### Tarefas a realizar:
1. Transcreva, sem nenhuma alteração, o trecho do texto sobre o Alto de Pinheiros que começa em "A renda familiar" e termina em "na praça Panamericana.".
2. Reproduza fielmente apenas as linhas dos registros que começam na linha que contém "Find each window and box it." e terminam na linha que contém "[442,235,498,244]", incluindo as duas.

### Trecho do texto:
___
Há carros de segurança privada rondando a região. E há um carro da PM permanentemente diante da casa onde mora o secretário de Estado da Segurança Pública, Saulo de Castro Abreu Filho.
Serra mora próximo à praça Panamericana. Ali, o trânsito intenso impede as pessoas de repararem na estátua de Cristóvão Colombo disposta bem no centro do terreno. Ali, a unidade do supermercado Pão de Açúcar é a que mais vende vinhos de toda a rede paulistana. E, na rua de Serra, os vizinhos parecem não se incomodar com o vaivém de seguranças e da imprensa. "Deve aumentar o movimento por aqui, mas não me incomoda em nada", diz a vizinha de frente Yedda de Castro Lerner.
Além de Serra, quem der sorte pode encontrar com o poeta e compositor Arnaldo Antunes, com o ex-jogador de futebol Raí ou com os cineastas Fernando Meirelles e Beto Brant.
Mas, no Alto de Pinheiros, longe das praças e dos plantões na porta da casa do prefeito eleito, o que menos se vê é gente. "A vizinhança pouco se conhece. As casas são grandes e pouca gente sai do portão a pé", afirma o fotógrafo Marco Antônio de Moraes, 45, que vive no bairro há 26 anos.
A renda familiar média do bairro é de R$ 4.200 (contra R$ 1.400 do município de São Paulo) e cerca de 85% de seus moradores têm carro -segundo pesquisa Datafolha deste ano. O bairro é o paraíso de Audis, BMWs e Mercedes. Mas também é possível encontrar um Jaguar e integrantes do Clube do Puma em reunião na tradicional choperia Senzala, na praça Panamericana.
No bairro, ter carro é requisito básico -seja para ir a padarias, farmácias e supermercados (que raramente ficam "ali na esquina"), seja para se deslocar para outros pontos da cidade- pela carência da oferta de transporte público apontada por moradores.
"Toda vez que a SPTrans quer colocar uma nova linha na região é uma briga. Fazem abaixo-assinado e conseguem impedir sua instalação", diz Moraes. "Esse bairro é totalmente tucano. Até a pobreza é tucana, porque nos últimos quatro anos a prefeitura não colocou dinheiro no bairro. Mesmo assim, não votei no Serra."
Mais do que o medo da violência, Alto de Pinheiros tem sido sitiado pelos prédios que crescem colados em seus limites e pelo trânsito. Muitas ruas residenciais, antes tranqüilas, tornaram-se corredores de tráfego intenso.
Para fugir da lentidão da marginal Pinheiros e dos muitos semáforos da avenida Heitor Penteado, motoristas passaram a cortar caminho pelas vias do bairro, inventando atalhos e trajetos alternativos que ameaçam o sossego da região. Com isso, muitas ruas foram fechadas por cancelas. "O projeto de bolsões não foi criado para isolar o bairro, mas para desestimular o tráfego de passagem", explica o arquiteto Paulo Bastos, 68, conselheiro da Sociedade Amigos do Alto de Pinheiros (Saap).
___
[Registros contidos em um conjunto de dados]
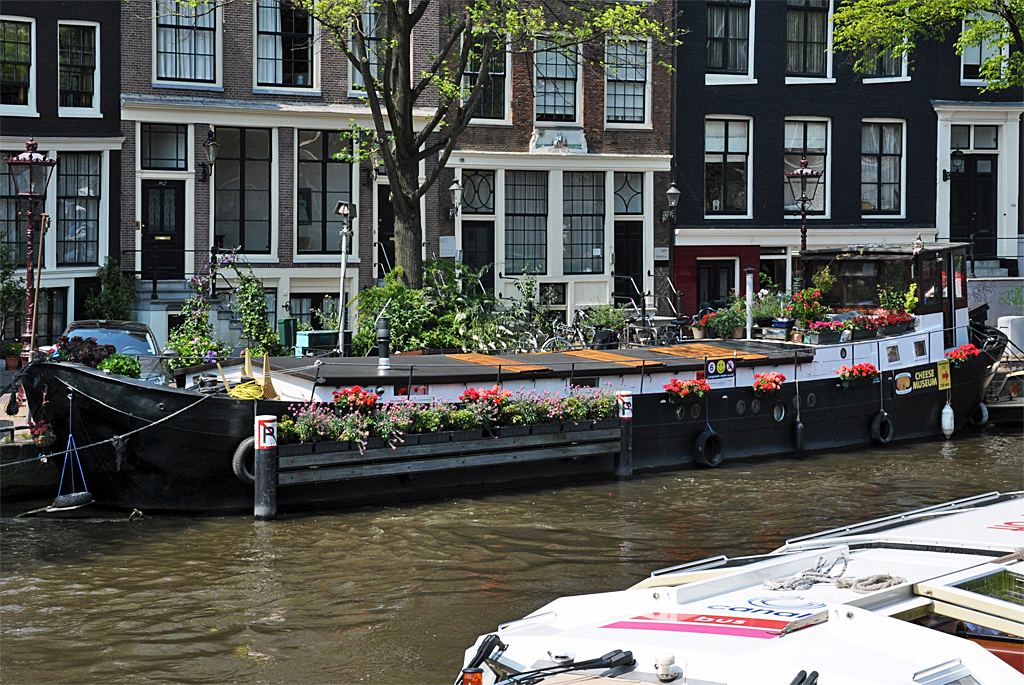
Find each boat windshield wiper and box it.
[495,649,636,685]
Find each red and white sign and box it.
[601,613,792,640]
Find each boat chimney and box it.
[377,316,391,371]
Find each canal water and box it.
[0,433,1024,685]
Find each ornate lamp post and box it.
[5,138,57,361]
[785,156,825,290]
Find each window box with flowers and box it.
[754,371,785,397]
[690,311,718,340]
[804,322,844,345]
[836,361,879,388]
[662,378,711,404]
[844,316,878,340]
[874,309,913,336]
[946,343,981,369]
[29,421,57,447]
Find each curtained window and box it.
[157,0,217,83]
[256,0,313,88]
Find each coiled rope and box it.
[761,556,906,595]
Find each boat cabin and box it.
[803,243,970,349]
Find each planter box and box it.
[804,331,843,345]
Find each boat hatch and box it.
[914,562,1024,637]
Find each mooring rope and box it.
[0,381,213,468]
[761,556,906,595]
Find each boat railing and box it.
[774,490,1007,554]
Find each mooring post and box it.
[253,415,278,521]
[615,390,633,478]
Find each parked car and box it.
[63,319,174,385]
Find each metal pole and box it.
[253,415,278,521]
[338,217,352,356]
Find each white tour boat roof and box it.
[467,493,1024,685]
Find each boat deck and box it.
[268,340,814,386]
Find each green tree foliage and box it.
[0,233,25,337]
[833,0,1024,90]
[295,0,675,288]
[85,255,135,322]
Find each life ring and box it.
[693,428,725,468]
[231,436,256,485]
[871,410,896,444]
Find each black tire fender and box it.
[693,427,725,468]
[231,436,256,485]
[871,410,896,444]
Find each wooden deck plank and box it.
[562,349,665,367]
[650,343,768,359]
[278,440,622,485]
[278,427,622,471]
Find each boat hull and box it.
[25,344,992,513]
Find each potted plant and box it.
[836,361,879,388]
[804,322,843,345]
[0,340,23,371]
[754,371,785,397]
[946,343,981,369]
[29,421,57,447]
[662,378,711,404]
[843,316,877,340]
[690,311,718,340]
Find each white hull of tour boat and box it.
[460,493,1024,685]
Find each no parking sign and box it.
[705,359,736,381]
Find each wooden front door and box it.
[377,185,394,281]
[949,155,999,259]
[141,180,185,281]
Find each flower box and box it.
[804,331,843,345]
[882,322,910,336]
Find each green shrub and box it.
[96,352,142,378]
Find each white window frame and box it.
[532,35,584,126]
[860,117,907,220]
[0,14,39,117]
[345,6,385,96]
[56,19,103,119]
[705,0,758,86]
[252,2,324,97]
[861,53,909,84]
[783,0,836,86]
[150,0,224,91]
[292,125,360,264]
[700,114,753,221]
[959,19,1010,85]
[780,115,831,221]
[604,36,654,130]
[463,37,512,126]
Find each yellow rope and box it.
[227,381,263,399]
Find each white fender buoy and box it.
[942,402,955,437]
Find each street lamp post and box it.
[4,138,57,361]
[785,156,825,290]
[334,200,355,356]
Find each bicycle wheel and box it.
[541,337,572,352]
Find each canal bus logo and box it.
[896,374,913,395]
[705,359,736,381]
[746,595,825,611]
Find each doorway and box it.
[462,220,495,293]
[611,221,646,307]
[949,155,999,259]
[377,185,394,285]
[141,180,185,281]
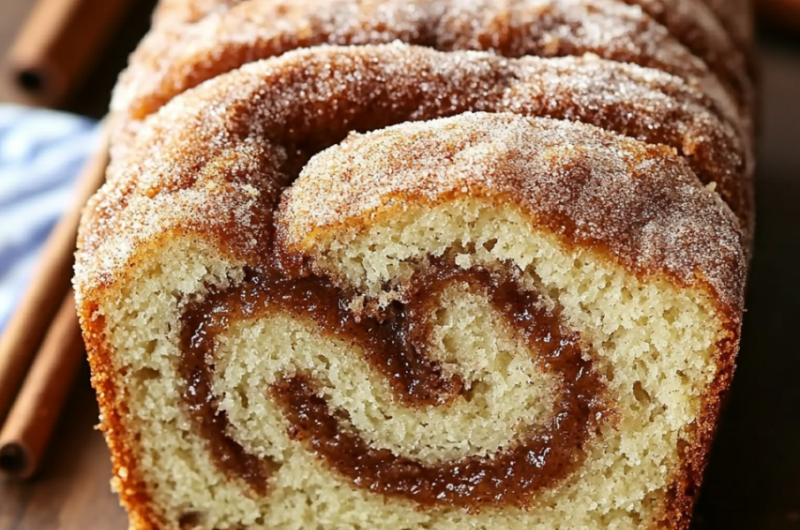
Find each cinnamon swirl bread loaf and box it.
[75,0,753,530]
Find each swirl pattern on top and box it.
[75,0,753,530]
[112,0,752,129]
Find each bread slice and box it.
[76,45,746,530]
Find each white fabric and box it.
[0,105,98,331]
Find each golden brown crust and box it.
[276,109,745,314]
[277,114,746,529]
[113,0,752,130]
[76,0,753,530]
[77,44,750,302]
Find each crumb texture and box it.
[74,0,754,530]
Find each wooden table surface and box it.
[0,5,800,530]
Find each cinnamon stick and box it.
[0,289,84,478]
[0,133,108,424]
[3,0,131,106]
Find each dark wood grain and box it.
[0,13,800,530]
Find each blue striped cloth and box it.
[0,105,98,332]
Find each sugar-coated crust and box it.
[75,44,749,529]
[112,0,752,129]
[276,113,745,316]
[77,44,752,292]
[276,110,746,528]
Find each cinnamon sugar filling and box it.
[180,259,614,511]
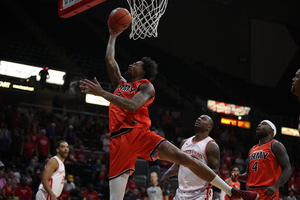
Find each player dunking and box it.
[233,120,291,200]
[161,115,220,200]
[80,23,258,200]
[36,140,69,200]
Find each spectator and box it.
[46,122,57,155]
[222,149,233,169]
[128,188,142,200]
[16,178,32,200]
[58,183,71,200]
[169,190,175,200]
[295,172,300,188]
[288,176,298,195]
[63,125,76,147]
[10,127,23,164]
[286,192,297,200]
[92,159,102,174]
[10,165,21,188]
[220,128,230,149]
[29,127,41,146]
[23,171,33,187]
[235,153,245,172]
[0,170,6,191]
[39,67,50,89]
[26,158,38,172]
[36,129,50,163]
[82,183,100,200]
[228,131,237,151]
[2,178,15,199]
[155,108,164,127]
[21,135,35,165]
[158,160,173,172]
[66,147,77,162]
[75,144,87,163]
[0,122,11,161]
[9,108,23,131]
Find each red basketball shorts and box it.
[109,128,166,179]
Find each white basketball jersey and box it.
[178,136,214,192]
[39,156,66,197]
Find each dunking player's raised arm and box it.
[105,24,124,88]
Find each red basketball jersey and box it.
[109,79,154,133]
[246,139,282,187]
[225,178,241,200]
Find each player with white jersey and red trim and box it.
[36,140,69,200]
[161,115,220,200]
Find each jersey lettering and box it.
[249,151,269,161]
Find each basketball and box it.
[108,8,132,31]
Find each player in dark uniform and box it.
[233,120,292,200]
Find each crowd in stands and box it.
[0,99,300,200]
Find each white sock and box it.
[109,173,129,200]
[210,175,232,196]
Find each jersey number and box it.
[251,161,258,172]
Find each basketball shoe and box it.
[230,188,259,200]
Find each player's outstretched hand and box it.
[79,77,104,96]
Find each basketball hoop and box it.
[127,0,168,40]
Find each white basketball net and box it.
[127,0,168,40]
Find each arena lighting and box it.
[207,100,251,116]
[221,117,250,129]
[85,94,109,106]
[0,60,66,85]
[281,127,299,137]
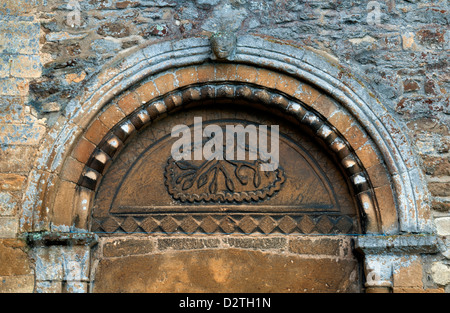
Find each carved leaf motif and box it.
[165,151,285,202]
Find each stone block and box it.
[84,119,109,145]
[0,173,27,191]
[0,54,11,78]
[35,281,62,293]
[393,256,423,288]
[434,217,450,236]
[94,249,359,293]
[103,239,155,257]
[431,262,450,286]
[0,21,41,55]
[0,275,34,293]
[0,123,46,149]
[0,240,33,276]
[289,238,346,256]
[0,217,18,238]
[72,138,96,163]
[99,105,125,129]
[223,237,287,250]
[0,77,29,96]
[0,192,20,216]
[158,238,220,250]
[117,92,142,115]
[11,55,42,78]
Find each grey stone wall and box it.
[0,0,450,291]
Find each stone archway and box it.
[21,36,431,292]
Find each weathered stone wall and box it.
[0,0,450,292]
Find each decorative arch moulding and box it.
[21,36,433,233]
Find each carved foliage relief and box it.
[91,105,359,234]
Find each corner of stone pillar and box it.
[355,234,439,293]
[24,232,98,293]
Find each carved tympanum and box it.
[92,104,359,234]
[165,148,285,203]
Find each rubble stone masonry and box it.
[0,0,450,292]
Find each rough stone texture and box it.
[94,249,358,292]
[0,0,450,292]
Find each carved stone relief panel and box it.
[91,101,360,234]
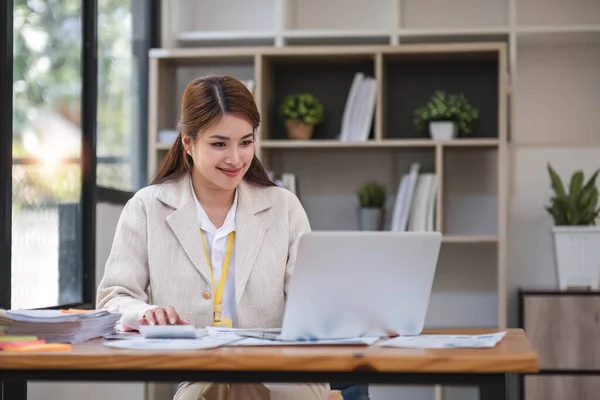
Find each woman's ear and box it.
[181,136,192,155]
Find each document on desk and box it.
[207,327,380,346]
[226,337,379,346]
[378,332,506,349]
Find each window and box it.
[11,0,82,308]
[97,0,156,191]
[0,0,159,309]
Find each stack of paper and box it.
[379,332,506,349]
[0,310,121,343]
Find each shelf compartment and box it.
[517,25,600,47]
[284,0,394,31]
[441,148,499,236]
[398,0,509,29]
[263,148,435,230]
[398,27,510,44]
[425,243,499,328]
[512,40,600,146]
[381,51,499,139]
[261,53,375,140]
[516,0,600,27]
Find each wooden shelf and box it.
[260,139,499,149]
[177,31,277,46]
[442,235,498,244]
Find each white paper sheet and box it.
[103,336,239,350]
[378,332,506,349]
[227,337,379,346]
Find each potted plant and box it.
[279,93,323,140]
[358,182,385,231]
[546,164,600,290]
[414,90,479,140]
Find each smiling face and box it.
[183,114,254,190]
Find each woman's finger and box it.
[154,308,169,325]
[166,307,179,325]
[144,310,156,325]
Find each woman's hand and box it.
[139,307,192,325]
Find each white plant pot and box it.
[358,208,383,231]
[552,226,600,290]
[429,121,456,140]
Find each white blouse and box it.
[192,189,238,327]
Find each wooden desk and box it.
[0,329,538,400]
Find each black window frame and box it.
[0,0,160,309]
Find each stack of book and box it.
[339,72,377,142]
[0,310,121,343]
[390,163,438,232]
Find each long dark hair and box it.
[151,75,276,187]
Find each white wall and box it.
[27,203,146,400]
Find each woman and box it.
[98,77,330,400]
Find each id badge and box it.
[213,318,233,328]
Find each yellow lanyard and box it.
[200,230,235,328]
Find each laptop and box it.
[240,231,442,341]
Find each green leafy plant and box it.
[546,164,600,226]
[414,90,479,135]
[358,182,385,208]
[279,93,323,125]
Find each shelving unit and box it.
[148,43,508,332]
[148,0,600,399]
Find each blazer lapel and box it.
[234,182,270,303]
[156,175,212,285]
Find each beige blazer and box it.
[97,175,310,328]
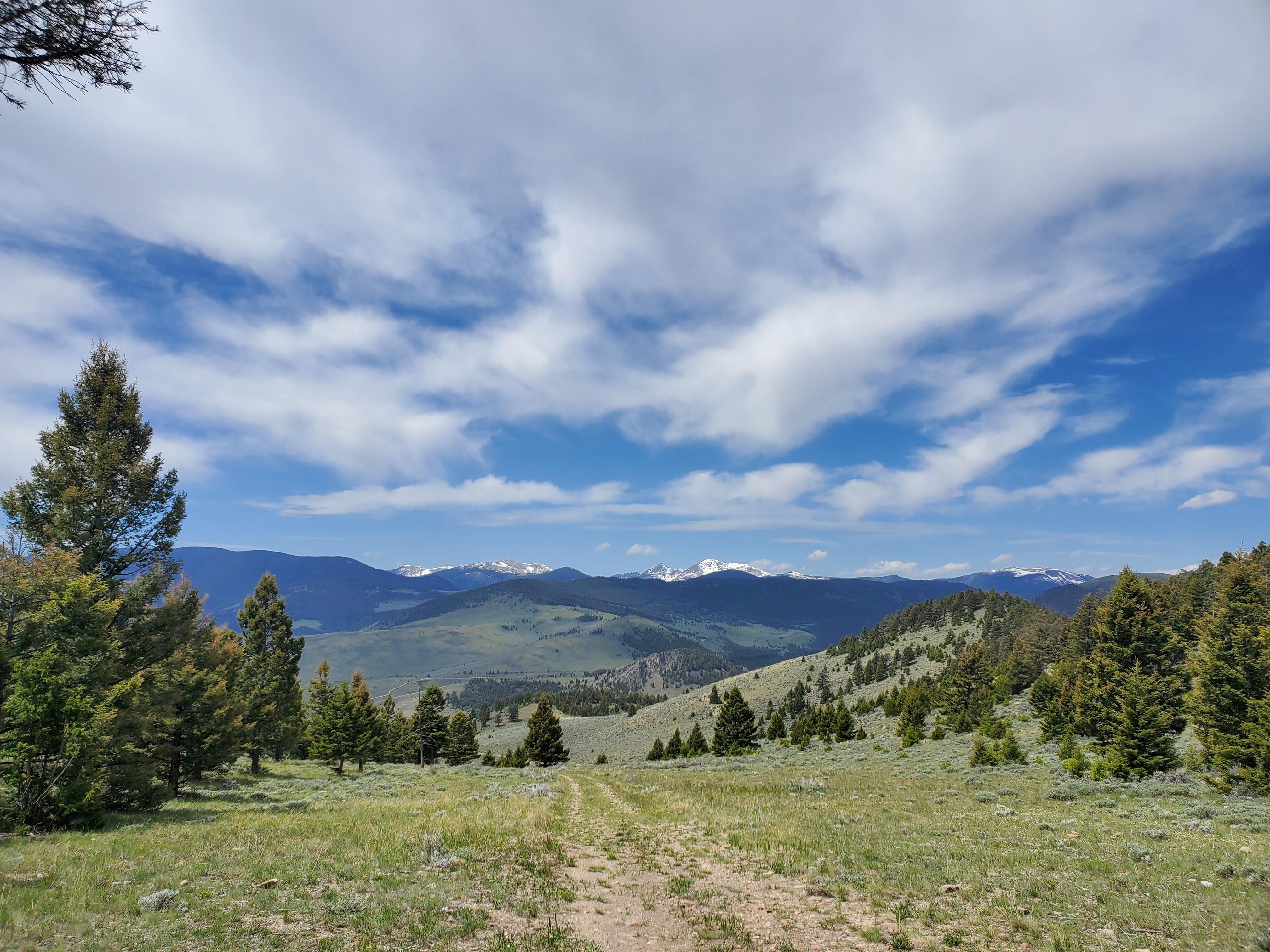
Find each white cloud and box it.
___
### Respostas das tarefas:
1.
A renda familiar média do bairro é de R$ 4.200 (contra R$ 1.400 do município de São Paulo) e cerca de 85% de seus moradores têm carro -segundo pesquisa Datafolha deste ano. O bairro é o paraíso de Audis, BMWs e Mercedes. Mas também é possível encontrar um Jaguar e integrantes do Clube do Puma em reunião na tradicional choperia Senzala, na praça Panamericana.

2.
Find each window and box it.
[11,0,82,308]
[97,0,156,191]
[0,0,159,309]
Find each stack of paper and box it.
[379,332,506,349]
[0,310,121,343]
Find each shelf compartment and box it.
[517,25,600,47]
[284,0,394,31]
[441,148,499,236]
[398,0,509,29]
[263,148,435,230]
[398,27,510,44]
[425,243,499,328]
[512,40,600,146]
[381,51,499,139]
[261,53,375,140]
[516,0,600,27]
Find each wooden shelf and box it.
[260,139,499,149]
[177,31,277,46]
[442,235,498,244]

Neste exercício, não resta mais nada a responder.